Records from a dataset
◆ ◆ ◆ ◆ ◆ ◆ ◆

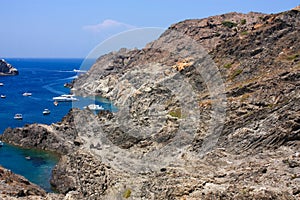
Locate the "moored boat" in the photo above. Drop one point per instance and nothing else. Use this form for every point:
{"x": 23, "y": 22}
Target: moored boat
{"x": 94, "y": 107}
{"x": 18, "y": 116}
{"x": 65, "y": 97}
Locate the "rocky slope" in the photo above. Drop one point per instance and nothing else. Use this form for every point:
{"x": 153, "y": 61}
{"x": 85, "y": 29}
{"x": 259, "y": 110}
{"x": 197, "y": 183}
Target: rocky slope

◆ ◆ ◆ ◆ ◆ ◆ ◆

_What is asked:_ Could you copy out all of the data above word for word, leaving out the pictures?

_Full solution:_
Locate the "moored boat" in the photo above. Drop one point per instance and nothing else. Use this form for every point:
{"x": 23, "y": 22}
Target: moored boat
{"x": 94, "y": 107}
{"x": 18, "y": 116}
{"x": 65, "y": 97}
Locate the "rocky slope" in the photo above. Drop one point per instance and nothing else. Use this form for every point:
{"x": 153, "y": 61}
{"x": 85, "y": 29}
{"x": 259, "y": 110}
{"x": 197, "y": 183}
Target: rocky slope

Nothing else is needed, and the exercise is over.